#### [To-do list]
**1.** Summarize the post on the State of the Union speech in two sentences.
**2.** Render this sentence from the post on the State of the Union speech in Spanish: "John Boehner, however, seemed to be sipping from his glass often."
**3.** From the post on the State of the Union speech, retype word for word the part that opens with the words "The best description" and closes with "what she means.".

#### [Source document]
..........

The President did not awkwardly reach for a bottle of water during his speech. In fact, I don’t remember him drinking at all. John Boehner, however, seemed to be sipping from his glass often. When he wasn’t looking dour, that is. I’ll write more about substance later, but this post is about impressions.
The best description of the Speaker is from Joan Walsh in Salon
But Boehner’s disdain was unrivaled. He also managed not to rise even for a shout-out to “wounded warriors,” or 102-year-old Deseline Victor, who waited seven hours to vote in Miami on Election Day. It was sometimes hilarious to watch him next to Vice President Joe Biden, who looked like a happy Easter Bunny with his white hair, lavender tie, pink-tinted glasses and green Newtown ribbon. Biden seemed to occasionally enjoy standing up, clapping while looking down at Boehner sulking in his chair.
This is what she means.

And then we can move on to Maureen Dowd on Marco Rubio.
The ubiquitous 41-year-old — who’s on the cover of Time as “The Republican Savior” — looked as if he needed some saving himself Tuesday night as he delivered the party’s response to the State of the Union address in English (and Spanish). He seemed parched, shaky and sweaty, rubbing his face and at one point lunging off-camera to grab a bottle of water.

..........

#### [Dataset records]
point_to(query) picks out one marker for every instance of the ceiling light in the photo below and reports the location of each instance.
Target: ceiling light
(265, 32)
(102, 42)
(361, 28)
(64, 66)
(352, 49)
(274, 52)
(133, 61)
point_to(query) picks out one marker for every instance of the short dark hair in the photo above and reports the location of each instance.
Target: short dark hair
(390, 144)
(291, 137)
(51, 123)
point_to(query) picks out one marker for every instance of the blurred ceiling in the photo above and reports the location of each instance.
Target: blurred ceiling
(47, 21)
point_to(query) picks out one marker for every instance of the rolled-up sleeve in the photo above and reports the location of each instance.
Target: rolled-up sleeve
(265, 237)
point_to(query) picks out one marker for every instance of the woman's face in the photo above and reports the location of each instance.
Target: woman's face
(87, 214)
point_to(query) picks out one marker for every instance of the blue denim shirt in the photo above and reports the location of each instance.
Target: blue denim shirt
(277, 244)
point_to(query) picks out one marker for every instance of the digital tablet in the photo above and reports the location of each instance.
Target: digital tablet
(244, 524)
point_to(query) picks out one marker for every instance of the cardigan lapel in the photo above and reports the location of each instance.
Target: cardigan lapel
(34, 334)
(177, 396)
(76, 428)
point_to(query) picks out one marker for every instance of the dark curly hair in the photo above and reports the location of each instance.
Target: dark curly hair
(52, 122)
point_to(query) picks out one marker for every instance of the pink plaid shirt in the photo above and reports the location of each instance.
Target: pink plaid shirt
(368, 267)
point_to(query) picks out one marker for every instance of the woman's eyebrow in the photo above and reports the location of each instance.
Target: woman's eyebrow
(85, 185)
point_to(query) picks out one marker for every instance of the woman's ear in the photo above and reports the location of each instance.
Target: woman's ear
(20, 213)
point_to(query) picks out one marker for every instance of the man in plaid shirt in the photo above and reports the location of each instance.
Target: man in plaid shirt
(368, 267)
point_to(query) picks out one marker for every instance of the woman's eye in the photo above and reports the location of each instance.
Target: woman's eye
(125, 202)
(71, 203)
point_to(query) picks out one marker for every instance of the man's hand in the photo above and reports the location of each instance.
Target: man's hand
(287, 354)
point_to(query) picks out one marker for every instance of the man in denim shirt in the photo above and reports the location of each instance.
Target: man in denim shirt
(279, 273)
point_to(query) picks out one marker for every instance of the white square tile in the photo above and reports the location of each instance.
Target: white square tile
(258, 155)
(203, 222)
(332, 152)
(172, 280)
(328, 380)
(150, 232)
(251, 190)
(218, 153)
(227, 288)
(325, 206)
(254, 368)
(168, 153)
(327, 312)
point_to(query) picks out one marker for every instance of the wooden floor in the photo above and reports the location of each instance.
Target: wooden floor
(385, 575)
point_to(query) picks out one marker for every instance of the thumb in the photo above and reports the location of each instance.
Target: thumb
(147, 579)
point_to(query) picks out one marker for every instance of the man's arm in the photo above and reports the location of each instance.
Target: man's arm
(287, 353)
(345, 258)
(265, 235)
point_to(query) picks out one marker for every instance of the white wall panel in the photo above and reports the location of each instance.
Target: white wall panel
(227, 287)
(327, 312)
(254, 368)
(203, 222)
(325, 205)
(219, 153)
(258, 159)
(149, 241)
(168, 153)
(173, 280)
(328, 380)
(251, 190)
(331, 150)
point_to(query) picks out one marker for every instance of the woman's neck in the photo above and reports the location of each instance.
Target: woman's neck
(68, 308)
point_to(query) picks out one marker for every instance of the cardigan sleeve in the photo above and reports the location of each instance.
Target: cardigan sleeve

..........

#### [Solutions for each task]
**1.** The post gives impressions of the State of the Union, noting that the President never reached for water while John Boehner sipped from his glass often and looked dour, and it quotes Joan Walsh on Boehner's disdain beside a cheerful Vice President Joe Biden. It then turns to Maureen Dowd on Marco Rubio, who seemed parched, shaky and sweaty and lunged off-camera for a bottle of water while delivering the party's response.

**2.** John Boehner, sin embargo, parecía estar bebiendo a sorbos de su vaso con frecuencia.

**3.**
The best description of the Speaker is from Joan Walsh in Salon
But Boehner’s disdain was unrivaled. He also managed not to rise even for a shout-out to “wounded warriors,” or 102-year-old Deseline Victor, who waited seven hours to vote in Miami on Election Day. It was sometimes hilarious to watch him next to Vice President Joe Biden, who looked like a happy Easter Bunny with his white hair, lavender tie, pink-tinted glasses and green Newtown ribbon. Biden seemed to occasionally enjoy standing up, clapping while looking down at Boehner sulking in his chair.
This is what she means.